WHAT THE EXERCISE ASKS
Without including any pictures, write out the data below exactly.

INPUT DATA
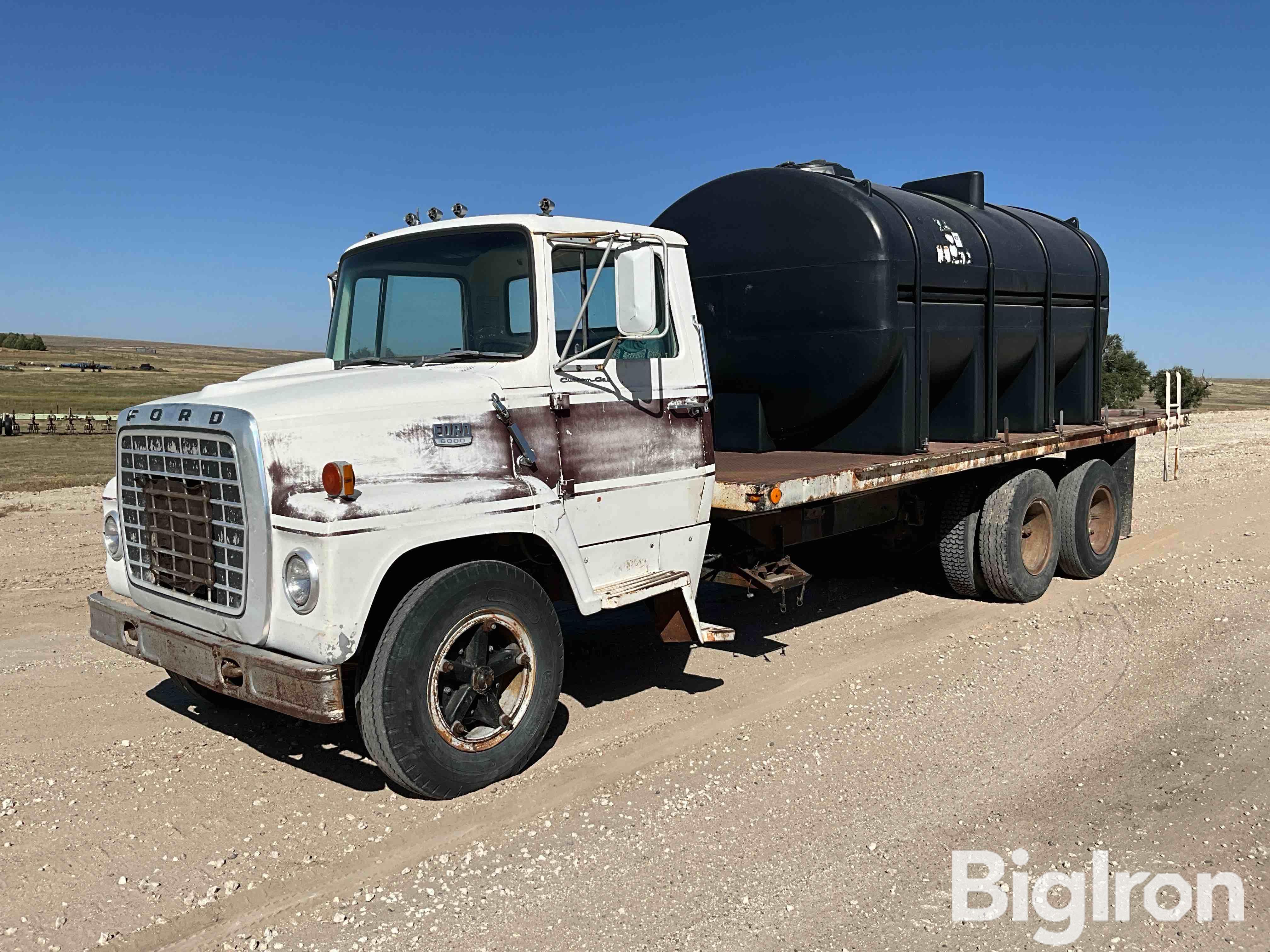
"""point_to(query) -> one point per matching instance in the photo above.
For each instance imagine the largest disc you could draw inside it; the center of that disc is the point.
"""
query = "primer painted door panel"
(634, 451)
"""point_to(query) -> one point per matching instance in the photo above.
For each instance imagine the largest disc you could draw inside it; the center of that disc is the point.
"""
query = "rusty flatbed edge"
(745, 482)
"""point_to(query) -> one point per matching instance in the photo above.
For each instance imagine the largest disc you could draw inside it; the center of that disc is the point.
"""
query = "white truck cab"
(512, 411)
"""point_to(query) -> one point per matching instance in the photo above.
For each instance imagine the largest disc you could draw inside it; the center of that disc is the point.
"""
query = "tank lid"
(964, 187)
(822, 166)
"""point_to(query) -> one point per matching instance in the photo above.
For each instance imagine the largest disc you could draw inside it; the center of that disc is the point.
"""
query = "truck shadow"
(333, 752)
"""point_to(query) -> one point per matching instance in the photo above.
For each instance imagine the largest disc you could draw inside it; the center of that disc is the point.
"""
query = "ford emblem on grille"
(453, 434)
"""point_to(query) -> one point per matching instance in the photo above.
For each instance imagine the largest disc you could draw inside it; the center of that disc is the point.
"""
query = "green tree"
(1124, 376)
(1194, 389)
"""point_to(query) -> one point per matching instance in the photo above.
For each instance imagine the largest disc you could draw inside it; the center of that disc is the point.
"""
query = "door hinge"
(688, 408)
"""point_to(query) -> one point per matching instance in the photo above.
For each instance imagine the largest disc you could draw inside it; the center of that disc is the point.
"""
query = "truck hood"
(381, 421)
(317, 389)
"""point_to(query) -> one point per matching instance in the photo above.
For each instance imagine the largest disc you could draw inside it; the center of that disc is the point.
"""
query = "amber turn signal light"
(338, 479)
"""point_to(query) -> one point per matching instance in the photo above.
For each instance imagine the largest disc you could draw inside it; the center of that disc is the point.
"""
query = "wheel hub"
(482, 680)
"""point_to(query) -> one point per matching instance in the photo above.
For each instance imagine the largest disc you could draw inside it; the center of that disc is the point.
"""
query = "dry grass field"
(45, 461)
(54, 461)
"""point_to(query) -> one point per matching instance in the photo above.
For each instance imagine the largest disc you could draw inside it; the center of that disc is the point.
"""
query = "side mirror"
(637, 292)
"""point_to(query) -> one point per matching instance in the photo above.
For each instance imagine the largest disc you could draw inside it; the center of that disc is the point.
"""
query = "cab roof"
(535, 224)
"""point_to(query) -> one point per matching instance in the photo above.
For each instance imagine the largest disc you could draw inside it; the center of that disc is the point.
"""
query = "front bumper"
(283, 683)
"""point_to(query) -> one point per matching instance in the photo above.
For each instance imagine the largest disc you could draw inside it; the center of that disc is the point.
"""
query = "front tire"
(464, 683)
(959, 537)
(1019, 537)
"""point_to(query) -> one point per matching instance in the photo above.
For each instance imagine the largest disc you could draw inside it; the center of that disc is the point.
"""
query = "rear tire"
(464, 683)
(1089, 516)
(1019, 539)
(959, 535)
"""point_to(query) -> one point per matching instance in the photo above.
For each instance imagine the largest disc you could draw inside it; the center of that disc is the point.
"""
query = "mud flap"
(675, 615)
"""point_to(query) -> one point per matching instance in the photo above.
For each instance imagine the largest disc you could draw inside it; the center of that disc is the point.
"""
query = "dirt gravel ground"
(799, 789)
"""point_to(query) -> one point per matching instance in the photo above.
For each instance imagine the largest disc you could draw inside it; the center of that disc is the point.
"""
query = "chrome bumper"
(283, 683)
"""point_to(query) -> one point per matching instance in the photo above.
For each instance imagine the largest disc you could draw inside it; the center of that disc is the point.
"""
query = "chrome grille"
(181, 498)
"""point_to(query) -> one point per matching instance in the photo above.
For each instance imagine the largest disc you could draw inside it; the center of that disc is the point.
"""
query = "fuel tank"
(844, 315)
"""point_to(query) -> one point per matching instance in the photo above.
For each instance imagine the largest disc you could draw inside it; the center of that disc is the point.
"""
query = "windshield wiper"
(465, 354)
(373, 362)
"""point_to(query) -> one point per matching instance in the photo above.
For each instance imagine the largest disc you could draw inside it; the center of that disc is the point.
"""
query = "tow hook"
(528, 456)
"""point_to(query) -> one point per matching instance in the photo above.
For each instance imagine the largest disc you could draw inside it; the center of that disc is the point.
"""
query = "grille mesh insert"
(182, 504)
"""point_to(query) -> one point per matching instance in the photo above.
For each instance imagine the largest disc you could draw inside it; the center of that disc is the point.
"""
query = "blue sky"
(193, 176)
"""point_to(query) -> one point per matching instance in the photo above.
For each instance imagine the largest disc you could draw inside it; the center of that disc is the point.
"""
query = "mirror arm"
(582, 311)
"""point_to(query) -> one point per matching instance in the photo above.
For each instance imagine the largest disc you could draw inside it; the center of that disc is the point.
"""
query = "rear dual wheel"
(1019, 536)
(1090, 513)
(464, 683)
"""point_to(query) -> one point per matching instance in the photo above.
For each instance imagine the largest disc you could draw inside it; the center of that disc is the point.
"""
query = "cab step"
(616, 594)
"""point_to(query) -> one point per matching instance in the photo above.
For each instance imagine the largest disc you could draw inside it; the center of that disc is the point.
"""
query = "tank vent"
(822, 166)
(964, 187)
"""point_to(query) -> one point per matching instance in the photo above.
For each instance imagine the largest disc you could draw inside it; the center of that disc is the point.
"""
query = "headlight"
(111, 537)
(300, 581)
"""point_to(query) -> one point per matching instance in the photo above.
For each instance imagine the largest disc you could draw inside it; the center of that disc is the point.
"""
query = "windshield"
(432, 298)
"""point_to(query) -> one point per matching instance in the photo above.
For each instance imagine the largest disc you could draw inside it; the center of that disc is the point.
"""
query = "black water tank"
(860, 318)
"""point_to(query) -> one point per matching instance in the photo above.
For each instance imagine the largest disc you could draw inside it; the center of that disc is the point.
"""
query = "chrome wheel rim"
(1101, 522)
(1037, 536)
(481, 681)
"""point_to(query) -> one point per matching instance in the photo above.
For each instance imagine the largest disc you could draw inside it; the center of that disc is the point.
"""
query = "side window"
(519, 311)
(365, 318)
(600, 323)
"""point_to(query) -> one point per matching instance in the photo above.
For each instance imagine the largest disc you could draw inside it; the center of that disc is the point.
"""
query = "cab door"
(636, 456)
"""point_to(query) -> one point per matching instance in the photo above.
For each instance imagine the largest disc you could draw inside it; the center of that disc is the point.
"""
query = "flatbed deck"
(745, 482)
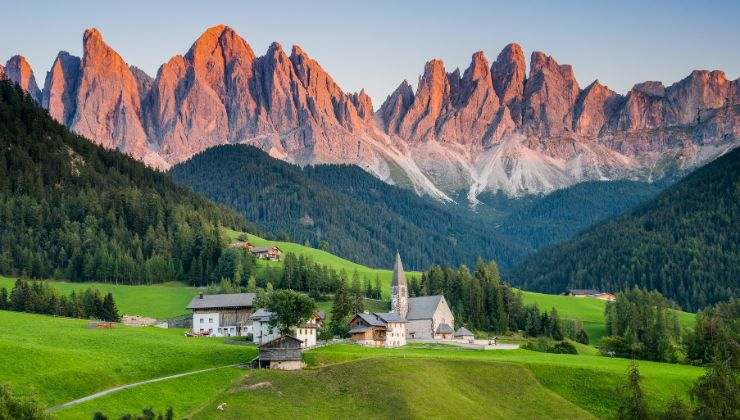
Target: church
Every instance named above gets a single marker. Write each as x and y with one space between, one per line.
427 317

ANSWER BOX
"""point_to(query) -> one point per matching instance in the photo above.
For each instance imagine the largest disc you could draw inside it; the center of that disc is the point.
"""
query = "primer painted door panel"
(634, 451)
"""point_to(query) -> one point per matching instance in the photo above.
For each instance imagine the largest disc you could draw inside it; the center of that disc is the point.
"""
query = "rusty flatbed edge"
(745, 482)
"""point_to(query) -> one point per matching instance in the photo above.
For each instance imagine the largest disc you could draw inside it; the center of that disc is the point.
"""
query = "white truck cab"
(512, 411)
"""point_to(query) -> one point per matching instance in the photo above.
For each instance imagine the largest disc you could draw inside it; the center of that disc is the point.
"""
query = "tank lid"
(964, 187)
(822, 166)
"""point_to(query) -> one point per matching instance in the photo above.
For each instance imagine the largest disc you could draw inside it; the center of that disc is the point.
"""
query = "truck shadow"
(333, 752)
"""point_to(query) -> one point per matching instance in the photo above.
For each instance imagine the largest disc you could draw inside it; the center of that disc is the point.
"""
query = "ford emblem on grille"
(453, 434)
"""point_to(query) -> one point per matching instance in the photo above.
For each instance imagine the largest disc you could draw inside it; the center of that disc is the point.
"""
query = "green tree"
(1124, 376)
(1194, 389)
"""point_to(query) -> one point per matching instance in the photo above.
For each instance imagine the largest disc you could draw inside it; the center of that disc is the point.
"""
query = "door hinge"
(688, 408)
"""point_to(query) -> one point per matching instance in the photo above.
For each instance imagine the largest disc you could draw inside it; the center of that disc is the point.
"""
query = "truck hood"
(381, 421)
(317, 389)
"""point_to(query) -> one point per matching instance in the photo above.
For each instance imagine the largest disc you could draw inside it; the center of that disc is the point.
"""
query = "amber turn signal light"
(338, 479)
"""point_to(query) -> one point per matching instance in the photo above.
For each instance imagine the largest disc you could draw inside it; the center of that disc is the point.
"""
query = "wheel hub"
(482, 680)
"""point_to(query) -> one point per matching instance in the photo above.
For each instance imagine the largest disc you could draw inside it; the center of that disc is the point.
"""
query = "dry grass field"
(45, 461)
(54, 461)
"""point_to(query) -> one point per matching instance in the photo above.
For each instance imagine the largest disc you could draw inside it; the center of that disc is the point.
"""
query = "side mirror"
(637, 292)
"""point_to(query) -> one point per matching instance in the photo above.
For each instance imagine the largest disc you could draw inside it; the center of that disc is the point.
"""
query = "cab roof"
(535, 224)
"""point_to(query) -> one point per matching instance in the photo above.
For each instance imagine the largest disc you could draw inside it; the center of that disc is the point.
"""
query = "front bumper"
(283, 683)
"""point_to(query) -> one point per matching instance in the photo above.
For each instance imagine the largest disc you could draw inside it; the center of that disc is the point.
"""
query = "front tire"
(464, 683)
(959, 537)
(1019, 537)
"""point_to(query) -> one point per matching instance in the photo above.
For each instance imagine the largest disc you could draw inside it; the center of that disc is the point.
"""
query = "rear tire"
(464, 683)
(1089, 516)
(1019, 539)
(959, 535)
"""point_to(query) -> one point per matching instance in the photo above.
For each instance imagine the largest disc you could draw inside it; the center of that disc is the point.
"""
query = "mud flap"
(675, 615)
"""point_to(query) -> one point per matching instance in the photo above.
For each instance imagine the largest disc you could draw inside it; the center of that disc is the point.
"""
query = "dirt gravel ground"
(799, 789)
"""point_to(query) -> one point per matching instance in the photo above.
For each instance imagine the largest disc you could draw inside it; the center of that disc is the point.
"""
query = "chrome bumper"
(283, 683)
"""point_to(query) -> one point per matching instance in the photo above.
For each instance imagine the largest disc you could draw inside it; the center of that disc is the point.
"""
query = "chrome grille"
(181, 498)
"""point_to(query) -> one point per matching instance in the photo above.
For each instance imagine the largest disc you could draw inside it; the center of that disc is the point.
"""
query = "fuel tank"
(844, 315)
"""point_to(query) -> one point per matching instance in the photo above.
For each instance imagine the largest disc you could draw inside it; the center of that disc is the point.
"""
query = "windshield wiper"
(465, 354)
(373, 362)
"""point_to(query) -> one point per matching instance in the photo above.
For each instance imagine the largest disc you could draw inside it; the center of that disc is the point.
"""
query = "tow hook"
(528, 456)
"""point_to(query) -> one point per matching instance in the photo above.
For each instance imagine the largest disc you could draw inside it; the center of that disc is the point.
"""
query = "grille mesh insert"
(182, 504)
"""point_to(query) -> one point per matching instance in the photo above.
For each instance imagine the largest disc you could draw inside it; the center of that disc is the point.
"""
query = "blue sky"
(193, 176)
"""point_to(query) -> one point per matching instance in the photo above.
For each instance imagine the largest disc you could draw inside it; the center of that disc is the point.
"""
query = "mirror arm"
(582, 311)
"""point_to(query) -> one point per matching instance in the photo above.
For each instance imagine the largest disc you could draw inside it; the center of that disc is the point.
"""
query = "rear dual wheel"
(1019, 536)
(1090, 513)
(464, 683)
"""point_to(query) -> one point per matching instance in the photo above.
For each instance imagine the largest disc you could draw inside it; the center of that disc is the point.
"""
query = "cab step"
(616, 594)
"""point_to(query) -> one point per matching instance in the photo above.
For each instance imagine the largest disc you could draw inside it; the center of that disc is the point.
"""
query = "tank vent"
(822, 166)
(964, 187)
"""point_to(query) -> one point per matching instance in the photo above.
For each instance imagine the largest disc you could draw inside it; the center of that disc is the point.
"""
query = "headlight"
(111, 537)
(300, 581)
"""point_to(query) -> one point per matching instance in the photo above.
For each instance imagine the largest disc you could draw inside it; the center of that disc is the point.
"""
query = "windshield"
(432, 298)
"""point_to(query) -> one point per matching instance in the photo above.
For each instance imagine the largest disc you could draw inside it; the center of that disc is the point.
"""
query = "black water tank"
(860, 318)
"""point_to(query) -> one point per matching instance in the photo above.
For each instance imagine the largest disc you could draw inside it; the center of that disc is the point.
"""
query = "chrome wheel rim"
(1101, 522)
(1037, 536)
(481, 681)
"""point_to(query) -> one point per matching instance in the photo above.
For each instance imagine the largest disc you could draw inside it; the center of that disc is the point.
"""
query = "side window"
(519, 311)
(365, 318)
(600, 323)
"""point_to(query) -> one point per matching instance in the photo above.
For each instance imagine the largest disc you could draw inside it; the center of that disc is the point.
"""
query = "cab door"
(636, 456)
"""point_to(query) -> one point per matching instance in the photo above.
For each instance imagine the largest disc you could draw inside it; the center of that disc is the point.
"""
query = "flatbed deck"
(745, 482)
Target: church
Every instance named above gets a single marker. Write each as x and y with one space between, one per line.
427 317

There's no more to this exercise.